By Maggie Marangione October 16, 2023 Mindset

“I can’t believe you’re wearing orange pants!” My daughters’ eyes were wide in mock horror – or real horror, I was not sure.

I love my Jones of New York orange pants, which I had found in a Goodwill. I wear them in autumn with an ivory, yellow and orange camisole and a little white sweater.

“Can you walk over there?” She was laughing and smiling at me. I was laughing and smiling back as I ran after her and she tried to get away from me.

While my clothes’ choices might not get me a slot as a contestant on Golden Bachelor, old age has freed me from dressing and trying to look like Barbie, the archetype that haunted my teenage years in the 1970s when models on Seventeen magazine were blond, tan, skinny and blonder.

For many years, I succeeded. I was a size five, sported long blond (highlighted) hair and bought clothes or outfits, that made me a contender for a spot in the Spiegel catalogue.

Weird Barbie Is Me?

While I still dressed for myself, even back then, a combination of southwest style and Ralph Lauren tailored, I would be lying if my peacocking was not to attract the gaze of men – for if not for them then for who? Certainly not for my mother or my girlfriends.

Perhaps my clothing spells worked too well for it resulted in an incident that turned me into Weird Barbie – the Barbie who has been ill-treated, or, if we are being woke, has experienced her inner don’t give a Damn.

Cutting off my hair, spiking it and dressing like a punk rocker freed me from the gaze of men after I no longer wanted to attract a man’s gaze; I was going to do what I could to be as ugly as possible. But I was not a happy Weird Barbie. It was an attempt to give a middle finger to men and maybe myself and my vanity.

Yet, I do feel that I was also a product of a time period when women had the pressure of looking like Christie Brinkley, getting married but also fighting for equal rights and working. What A LOAD!

Semi Weird Barbie

Time heals all wounds and clothing choices, and I eventually swung between navy blue suits (that my government job required) and my Levi’s on weekends. When I jumped off the corporate ladder and became a farmer and professor, I was suddenly free, older, with less societal pressures to fit anyone’s stereotype of what a woman should be or dress like.

It was in my 50s, as I slowly embraced my grey hair, my collagen deprived face and aging body, despite working out and applying face creams, that I finally became free. I was not the damaged and defiant Weird Barbie of my youth – the one whose body parts were bent in impossible directions, hair chopped off, makeup added with bright colored markers. I was Kate McKinnon Weird Barbie who so many women recognized; Mattel made her a new type of Barbie Doll.

**Aim of the exercise**
Reproduce word for word the stretch of the essay on clothing and aging from "For many years, I" through "or my girlfriends.". The records have nothing to do with this.

(Labels for object points)

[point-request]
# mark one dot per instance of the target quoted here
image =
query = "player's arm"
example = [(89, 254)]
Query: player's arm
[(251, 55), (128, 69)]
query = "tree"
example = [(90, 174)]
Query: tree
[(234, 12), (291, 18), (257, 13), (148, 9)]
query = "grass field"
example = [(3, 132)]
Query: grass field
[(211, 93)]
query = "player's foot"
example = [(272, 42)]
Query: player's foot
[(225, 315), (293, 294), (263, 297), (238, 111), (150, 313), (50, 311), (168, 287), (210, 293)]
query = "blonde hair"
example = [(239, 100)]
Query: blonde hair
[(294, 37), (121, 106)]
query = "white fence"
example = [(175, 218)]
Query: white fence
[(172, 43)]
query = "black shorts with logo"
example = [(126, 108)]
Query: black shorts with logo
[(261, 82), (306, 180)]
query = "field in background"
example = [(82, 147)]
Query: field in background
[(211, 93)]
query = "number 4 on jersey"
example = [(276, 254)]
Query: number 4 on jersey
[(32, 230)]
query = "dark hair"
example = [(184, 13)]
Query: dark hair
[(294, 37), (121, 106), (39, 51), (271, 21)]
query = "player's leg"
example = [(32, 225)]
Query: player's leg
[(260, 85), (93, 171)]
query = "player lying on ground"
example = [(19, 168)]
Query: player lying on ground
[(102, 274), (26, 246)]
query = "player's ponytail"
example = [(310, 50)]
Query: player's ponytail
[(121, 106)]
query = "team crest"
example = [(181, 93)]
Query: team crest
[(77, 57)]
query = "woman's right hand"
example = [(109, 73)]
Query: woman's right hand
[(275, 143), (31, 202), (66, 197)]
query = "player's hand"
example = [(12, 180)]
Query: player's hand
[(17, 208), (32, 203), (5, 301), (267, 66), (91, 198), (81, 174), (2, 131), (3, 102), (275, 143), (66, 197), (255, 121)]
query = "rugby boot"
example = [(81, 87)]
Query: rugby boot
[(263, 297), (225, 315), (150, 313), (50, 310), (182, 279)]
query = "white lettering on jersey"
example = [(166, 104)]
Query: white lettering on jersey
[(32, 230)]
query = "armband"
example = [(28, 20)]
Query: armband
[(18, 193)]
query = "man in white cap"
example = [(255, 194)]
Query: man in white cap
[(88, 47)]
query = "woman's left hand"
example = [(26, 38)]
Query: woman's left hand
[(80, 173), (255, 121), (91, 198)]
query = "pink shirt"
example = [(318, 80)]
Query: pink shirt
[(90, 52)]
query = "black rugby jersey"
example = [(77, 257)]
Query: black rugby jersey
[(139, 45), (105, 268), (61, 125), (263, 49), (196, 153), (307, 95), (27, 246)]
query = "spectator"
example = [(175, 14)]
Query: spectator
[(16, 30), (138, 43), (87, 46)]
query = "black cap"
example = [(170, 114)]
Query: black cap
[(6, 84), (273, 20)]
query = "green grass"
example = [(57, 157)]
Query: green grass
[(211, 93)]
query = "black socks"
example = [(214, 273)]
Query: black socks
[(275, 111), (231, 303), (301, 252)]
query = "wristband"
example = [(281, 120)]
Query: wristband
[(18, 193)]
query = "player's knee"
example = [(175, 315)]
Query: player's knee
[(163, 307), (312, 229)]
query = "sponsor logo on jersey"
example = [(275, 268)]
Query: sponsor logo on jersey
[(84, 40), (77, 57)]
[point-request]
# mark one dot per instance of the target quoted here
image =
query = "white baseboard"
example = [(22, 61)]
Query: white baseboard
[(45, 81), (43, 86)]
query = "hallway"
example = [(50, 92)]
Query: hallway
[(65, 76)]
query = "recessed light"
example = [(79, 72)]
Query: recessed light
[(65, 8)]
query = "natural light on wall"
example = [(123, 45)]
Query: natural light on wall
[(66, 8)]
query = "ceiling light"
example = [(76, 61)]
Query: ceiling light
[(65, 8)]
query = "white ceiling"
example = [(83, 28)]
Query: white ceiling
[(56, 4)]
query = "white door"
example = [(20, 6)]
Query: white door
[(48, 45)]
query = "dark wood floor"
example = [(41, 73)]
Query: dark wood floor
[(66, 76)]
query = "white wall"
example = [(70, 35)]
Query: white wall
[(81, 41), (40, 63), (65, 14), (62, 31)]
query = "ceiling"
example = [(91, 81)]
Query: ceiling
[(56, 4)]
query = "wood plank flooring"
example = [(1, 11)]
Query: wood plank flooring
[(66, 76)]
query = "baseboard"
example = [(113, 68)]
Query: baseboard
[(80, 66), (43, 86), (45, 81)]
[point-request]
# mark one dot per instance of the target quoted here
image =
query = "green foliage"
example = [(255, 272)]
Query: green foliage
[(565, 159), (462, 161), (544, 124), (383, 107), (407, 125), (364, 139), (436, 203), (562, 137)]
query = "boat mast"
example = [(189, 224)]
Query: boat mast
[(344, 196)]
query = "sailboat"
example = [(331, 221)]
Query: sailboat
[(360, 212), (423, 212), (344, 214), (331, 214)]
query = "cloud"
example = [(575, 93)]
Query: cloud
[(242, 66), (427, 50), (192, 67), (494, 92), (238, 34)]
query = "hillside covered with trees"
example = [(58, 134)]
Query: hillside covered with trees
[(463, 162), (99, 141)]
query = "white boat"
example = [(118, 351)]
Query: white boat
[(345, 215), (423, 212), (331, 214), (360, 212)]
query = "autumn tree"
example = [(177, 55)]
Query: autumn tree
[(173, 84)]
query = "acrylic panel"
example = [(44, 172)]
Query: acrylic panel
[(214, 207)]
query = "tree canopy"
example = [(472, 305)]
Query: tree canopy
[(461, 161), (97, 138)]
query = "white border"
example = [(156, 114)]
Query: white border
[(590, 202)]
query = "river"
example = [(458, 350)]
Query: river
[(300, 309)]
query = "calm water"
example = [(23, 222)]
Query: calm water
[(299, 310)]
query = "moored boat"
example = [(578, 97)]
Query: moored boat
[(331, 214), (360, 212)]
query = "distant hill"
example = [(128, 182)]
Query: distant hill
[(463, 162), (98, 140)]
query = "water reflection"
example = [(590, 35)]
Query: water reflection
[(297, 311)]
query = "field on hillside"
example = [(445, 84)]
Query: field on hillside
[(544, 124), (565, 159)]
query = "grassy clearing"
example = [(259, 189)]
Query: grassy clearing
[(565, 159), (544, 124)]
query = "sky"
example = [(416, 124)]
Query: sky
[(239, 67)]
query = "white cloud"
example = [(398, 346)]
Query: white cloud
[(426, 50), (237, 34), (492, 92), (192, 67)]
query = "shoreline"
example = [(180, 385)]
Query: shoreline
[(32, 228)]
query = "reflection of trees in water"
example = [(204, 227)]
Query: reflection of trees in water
--
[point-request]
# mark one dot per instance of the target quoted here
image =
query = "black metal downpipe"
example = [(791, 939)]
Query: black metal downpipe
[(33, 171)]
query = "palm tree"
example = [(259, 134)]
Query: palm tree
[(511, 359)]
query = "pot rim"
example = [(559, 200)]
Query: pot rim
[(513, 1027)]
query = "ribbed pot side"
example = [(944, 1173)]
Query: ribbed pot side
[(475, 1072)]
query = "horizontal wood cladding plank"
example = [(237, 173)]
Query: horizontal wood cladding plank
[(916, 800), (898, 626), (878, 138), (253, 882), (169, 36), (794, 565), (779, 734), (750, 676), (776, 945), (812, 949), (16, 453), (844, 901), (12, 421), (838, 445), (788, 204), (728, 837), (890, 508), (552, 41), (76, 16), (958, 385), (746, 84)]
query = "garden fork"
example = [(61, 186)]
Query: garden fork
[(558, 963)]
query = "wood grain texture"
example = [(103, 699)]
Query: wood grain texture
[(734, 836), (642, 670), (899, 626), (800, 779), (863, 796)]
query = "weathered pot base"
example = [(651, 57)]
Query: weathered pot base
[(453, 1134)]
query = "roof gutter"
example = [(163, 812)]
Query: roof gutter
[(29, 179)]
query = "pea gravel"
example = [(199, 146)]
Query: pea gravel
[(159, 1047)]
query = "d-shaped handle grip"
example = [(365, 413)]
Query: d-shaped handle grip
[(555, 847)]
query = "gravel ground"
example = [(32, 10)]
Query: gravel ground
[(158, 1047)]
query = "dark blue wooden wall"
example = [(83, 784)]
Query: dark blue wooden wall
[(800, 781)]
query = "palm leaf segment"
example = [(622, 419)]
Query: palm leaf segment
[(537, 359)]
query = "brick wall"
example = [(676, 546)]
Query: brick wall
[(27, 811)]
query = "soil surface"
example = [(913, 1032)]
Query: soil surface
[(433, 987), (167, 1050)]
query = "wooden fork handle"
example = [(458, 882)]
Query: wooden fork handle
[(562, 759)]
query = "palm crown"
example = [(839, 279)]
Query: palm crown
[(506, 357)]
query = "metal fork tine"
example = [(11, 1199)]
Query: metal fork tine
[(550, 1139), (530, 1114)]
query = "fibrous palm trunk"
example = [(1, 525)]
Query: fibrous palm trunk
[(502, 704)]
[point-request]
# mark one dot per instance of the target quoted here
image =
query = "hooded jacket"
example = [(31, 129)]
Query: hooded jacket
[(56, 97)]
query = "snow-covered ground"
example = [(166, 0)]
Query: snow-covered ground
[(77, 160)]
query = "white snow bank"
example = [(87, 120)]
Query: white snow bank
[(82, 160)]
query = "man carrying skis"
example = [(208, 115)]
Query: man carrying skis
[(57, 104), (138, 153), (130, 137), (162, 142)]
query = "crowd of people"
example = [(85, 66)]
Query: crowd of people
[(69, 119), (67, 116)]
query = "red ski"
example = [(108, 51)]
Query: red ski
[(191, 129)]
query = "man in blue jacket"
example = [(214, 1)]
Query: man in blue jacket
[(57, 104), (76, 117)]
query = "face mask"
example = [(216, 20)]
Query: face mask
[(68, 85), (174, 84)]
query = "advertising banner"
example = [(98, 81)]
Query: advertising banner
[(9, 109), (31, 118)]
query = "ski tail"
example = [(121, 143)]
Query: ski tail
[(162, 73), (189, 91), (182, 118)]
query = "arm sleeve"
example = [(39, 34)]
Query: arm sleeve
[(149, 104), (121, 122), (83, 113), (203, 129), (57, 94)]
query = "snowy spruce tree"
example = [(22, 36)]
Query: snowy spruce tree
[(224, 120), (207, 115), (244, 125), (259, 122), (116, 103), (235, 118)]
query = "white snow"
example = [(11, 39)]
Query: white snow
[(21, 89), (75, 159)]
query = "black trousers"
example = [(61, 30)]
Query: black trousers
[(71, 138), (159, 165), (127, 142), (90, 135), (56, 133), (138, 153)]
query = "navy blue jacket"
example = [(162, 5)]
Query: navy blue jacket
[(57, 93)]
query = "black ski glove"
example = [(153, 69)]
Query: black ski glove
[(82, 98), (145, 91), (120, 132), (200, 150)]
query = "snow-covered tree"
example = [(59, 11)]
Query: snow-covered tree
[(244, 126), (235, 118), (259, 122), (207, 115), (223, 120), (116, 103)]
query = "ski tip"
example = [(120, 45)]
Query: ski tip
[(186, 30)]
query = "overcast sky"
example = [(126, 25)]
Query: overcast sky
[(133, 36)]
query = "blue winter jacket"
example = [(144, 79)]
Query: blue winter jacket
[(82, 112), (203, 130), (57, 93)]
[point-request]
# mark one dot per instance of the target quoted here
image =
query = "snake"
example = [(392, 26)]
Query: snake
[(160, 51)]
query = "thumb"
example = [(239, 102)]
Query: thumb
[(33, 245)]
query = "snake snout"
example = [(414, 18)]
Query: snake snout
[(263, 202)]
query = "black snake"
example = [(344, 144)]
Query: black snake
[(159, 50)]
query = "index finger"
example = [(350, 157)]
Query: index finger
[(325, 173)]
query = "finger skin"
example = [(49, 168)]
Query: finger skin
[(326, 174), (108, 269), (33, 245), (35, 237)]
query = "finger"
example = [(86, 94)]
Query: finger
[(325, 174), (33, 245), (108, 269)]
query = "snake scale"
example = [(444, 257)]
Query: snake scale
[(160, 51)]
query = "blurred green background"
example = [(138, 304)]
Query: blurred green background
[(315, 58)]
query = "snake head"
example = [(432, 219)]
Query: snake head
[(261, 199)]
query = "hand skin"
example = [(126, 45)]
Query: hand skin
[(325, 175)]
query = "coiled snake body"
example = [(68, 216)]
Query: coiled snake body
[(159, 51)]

**Result of this exercise**
For many years, I succeeded. I was a size five, sported long blond (highlighted) hair and bought clothes or outfits, that made me a contender for a spot in the Spiegel catalogue.

Weird Barbie Is Me?

While I still dressed for myself, even back then, a combination of southwest style and Ralph Lauren tailored, I would be lying if my peacocking was not to attract the gaze of men – for if not for them then for who? Certainly not for my mother or my girlfriends.